# Work to do:
Rewrite the records below, changing every "ring_rule" to "fill_rule" and keeping everything else identical. Leave the pictures out.

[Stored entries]
---*---
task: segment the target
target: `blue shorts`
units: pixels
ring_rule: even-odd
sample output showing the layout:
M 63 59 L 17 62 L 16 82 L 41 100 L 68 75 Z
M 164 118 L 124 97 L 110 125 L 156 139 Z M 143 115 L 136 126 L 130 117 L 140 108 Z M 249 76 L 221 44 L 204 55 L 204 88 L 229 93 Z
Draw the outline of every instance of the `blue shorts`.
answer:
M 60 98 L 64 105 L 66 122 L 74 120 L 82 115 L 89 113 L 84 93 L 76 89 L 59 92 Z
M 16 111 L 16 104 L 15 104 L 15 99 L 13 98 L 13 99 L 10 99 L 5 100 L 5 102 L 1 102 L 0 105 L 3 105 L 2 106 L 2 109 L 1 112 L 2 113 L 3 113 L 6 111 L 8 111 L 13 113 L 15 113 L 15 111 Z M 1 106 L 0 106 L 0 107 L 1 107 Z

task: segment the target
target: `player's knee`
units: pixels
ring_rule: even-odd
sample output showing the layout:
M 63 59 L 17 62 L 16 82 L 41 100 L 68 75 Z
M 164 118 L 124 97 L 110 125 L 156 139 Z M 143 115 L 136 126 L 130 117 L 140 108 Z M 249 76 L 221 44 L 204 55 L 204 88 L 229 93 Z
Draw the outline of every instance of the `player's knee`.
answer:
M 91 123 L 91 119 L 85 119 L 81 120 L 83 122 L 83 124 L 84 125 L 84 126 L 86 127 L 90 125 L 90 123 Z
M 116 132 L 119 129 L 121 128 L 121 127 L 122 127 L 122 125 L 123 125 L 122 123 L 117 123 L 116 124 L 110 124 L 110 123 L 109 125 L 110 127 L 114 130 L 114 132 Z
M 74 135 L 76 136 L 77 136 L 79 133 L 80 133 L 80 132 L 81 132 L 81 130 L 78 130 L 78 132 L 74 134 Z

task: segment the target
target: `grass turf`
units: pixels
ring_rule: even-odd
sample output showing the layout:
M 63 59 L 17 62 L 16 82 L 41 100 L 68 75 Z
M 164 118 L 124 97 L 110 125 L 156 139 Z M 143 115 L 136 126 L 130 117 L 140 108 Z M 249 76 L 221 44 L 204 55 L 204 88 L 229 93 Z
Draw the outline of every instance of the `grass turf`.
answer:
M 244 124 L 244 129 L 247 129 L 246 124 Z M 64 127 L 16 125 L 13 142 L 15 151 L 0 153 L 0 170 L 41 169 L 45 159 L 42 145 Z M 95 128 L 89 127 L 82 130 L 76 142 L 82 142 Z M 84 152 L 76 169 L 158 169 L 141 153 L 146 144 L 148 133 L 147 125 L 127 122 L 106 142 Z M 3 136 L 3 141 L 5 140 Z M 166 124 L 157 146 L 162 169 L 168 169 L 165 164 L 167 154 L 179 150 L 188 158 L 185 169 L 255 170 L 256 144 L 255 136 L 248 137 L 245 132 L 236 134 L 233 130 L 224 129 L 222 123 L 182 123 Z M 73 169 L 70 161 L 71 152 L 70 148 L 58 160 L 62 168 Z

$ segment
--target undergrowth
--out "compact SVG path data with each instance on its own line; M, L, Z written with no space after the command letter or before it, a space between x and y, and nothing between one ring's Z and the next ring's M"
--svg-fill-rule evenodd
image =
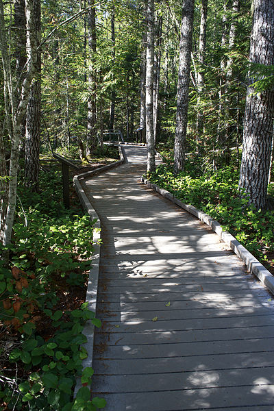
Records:
M18 189L10 264L0 263L0 408L96 411L93 370L82 370L84 325L100 321L84 303L95 221L66 210L58 172L41 175L41 192ZM82 388L73 399L75 377Z
M161 164L149 179L219 221L225 230L273 271L274 211L256 211L248 205L247 197L239 197L238 173L234 166L203 173L190 160L186 171L176 177L172 164Z

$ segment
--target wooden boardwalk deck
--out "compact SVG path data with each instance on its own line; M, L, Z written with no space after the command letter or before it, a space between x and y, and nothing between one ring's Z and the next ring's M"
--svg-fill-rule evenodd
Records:
M106 411L274 410L274 307L216 234L138 183L145 148L85 191L103 245L92 393Z

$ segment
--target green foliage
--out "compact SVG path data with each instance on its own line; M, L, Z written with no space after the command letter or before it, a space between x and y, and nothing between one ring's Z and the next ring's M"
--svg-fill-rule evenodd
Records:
---*---
# Solution for this task:
task: segment the target
target: `blue shorts`
units: pixels
fill_rule: even-odd
sample output showing the layout:
M 63 59 L 17 62 L 16 82 L 41 100 L 68 75 Z
M 164 118 L 124 97 L 110 125 L 156 139 Z M 143 115 L 136 126 L 130 117 L 140 108 Z M 249 76 L 221 44 L 204 55 L 204 88 L 229 93 Z
Draw the outline of every instance of the `blue shorts`.
answer:
M 60 98 L 64 105 L 66 122 L 74 120 L 82 115 L 89 113 L 84 93 L 76 89 L 59 92 Z
M 16 111 L 16 104 L 15 104 L 15 99 L 13 98 L 13 99 L 10 99 L 5 100 L 5 102 L 1 102 L 0 105 L 3 105 L 2 106 L 2 109 L 1 112 L 2 113 L 3 113 L 6 111 L 8 111 L 13 113 L 15 113 L 15 111 Z M 1 106 L 0 106 L 0 107 L 1 107 Z

task: segment the target
target: `player's knee`
units: pixels
fill_rule: even-odd
sample output showing the layout:
M 63 59 L 17 62 L 16 82 L 41 100 L 68 75 Z
M 164 118 L 124 97 L 110 125 L 156 139 Z M 143 115 L 136 126 L 130 117 L 140 108 Z M 249 76 L 221 44 L 204 55 L 204 88 L 229 93 Z
Draw the outline of every instance of the `player's knee`.
answer:
M 91 123 L 91 119 L 85 119 L 81 120 L 83 122 L 83 124 L 84 125 L 84 126 L 86 127 L 90 125 L 90 123 Z
M 116 132 L 119 129 L 121 128 L 121 127 L 122 127 L 122 125 L 123 125 L 122 123 L 117 123 L 116 124 L 110 124 L 110 123 L 109 125 L 110 127 L 114 130 L 114 132 Z
M 74 135 L 76 136 L 77 136 L 79 133 L 80 133 L 80 132 L 81 132 L 81 130 L 78 130 L 78 132 L 74 134 Z

task: segment the target
target: `grass turf`
units: pixels
fill_rule: even-odd
sample output showing the layout:
M 63 59 L 17 62 L 16 82 L 41 100 L 68 75 Z
M 164 118 L 124 97 L 110 125 L 156 139 Z M 143 115 L 136 126 L 130 117 L 140 108 Z M 249 76 L 221 44 L 204 55 L 204 88 L 229 93 Z
Draw the outline of every instance of the `grass turf`.
answer:
M 244 124 L 244 129 L 247 129 L 246 124 Z M 64 127 L 16 125 L 13 142 L 15 151 L 0 153 L 0 170 L 41 169 L 45 159 L 42 145 Z M 95 128 L 89 127 L 82 130 L 76 142 L 82 142 Z M 84 152 L 76 169 L 158 169 L 141 153 L 146 144 L 148 133 L 147 125 L 127 122 L 106 142 Z M 3 136 L 3 141 L 5 140 Z M 166 124 L 157 146 L 162 169 L 168 169 L 165 164 L 167 154 L 179 150 L 188 158 L 185 169 L 255 170 L 256 144 L 255 136 L 248 137 L 245 132 L 236 134 L 233 130 L 224 129 L 222 123 L 182 123 Z M 73 169 L 70 161 L 71 152 L 70 148 L 58 160 L 62 168 Z

$ segment
--target undergrowth
--out "compact SVG path data with each instance on its own line; M, L, Z written with no space after the command letter or before it, a space between x and y, and nothing between one ring's Z and the next ring's M"
--svg-fill-rule evenodd
image =
Records:
M18 189L10 264L0 263L0 408L96 411L93 370L82 370L84 325L100 321L84 303L95 221L66 210L58 172L41 175L41 192ZM82 388L73 399L75 377Z
M161 164L149 179L219 221L225 230L273 271L274 211L256 211L248 205L247 197L239 197L238 173L234 166L203 173L190 160L186 171L176 177L172 164Z

$ segment
--target wooden boardwalk deck
--out "compact SVG path data with each instance on its own line; M, L, Z written with no space after the command letter or before it, a space between x and y, and nothing between one ring's Z and the next ring's M"
--svg-fill-rule evenodd
Records:
M106 411L274 410L274 307L216 234L138 183L145 148L85 191L103 245L92 393Z

$ segment
--target green foliage
--out "compact SVG path data with each instance on its own line; M, L, Z written with no space after the command letter or before it, a space between x and y, and nothing between one ring's Z and the next ring's M"
--svg-fill-rule evenodd
Records:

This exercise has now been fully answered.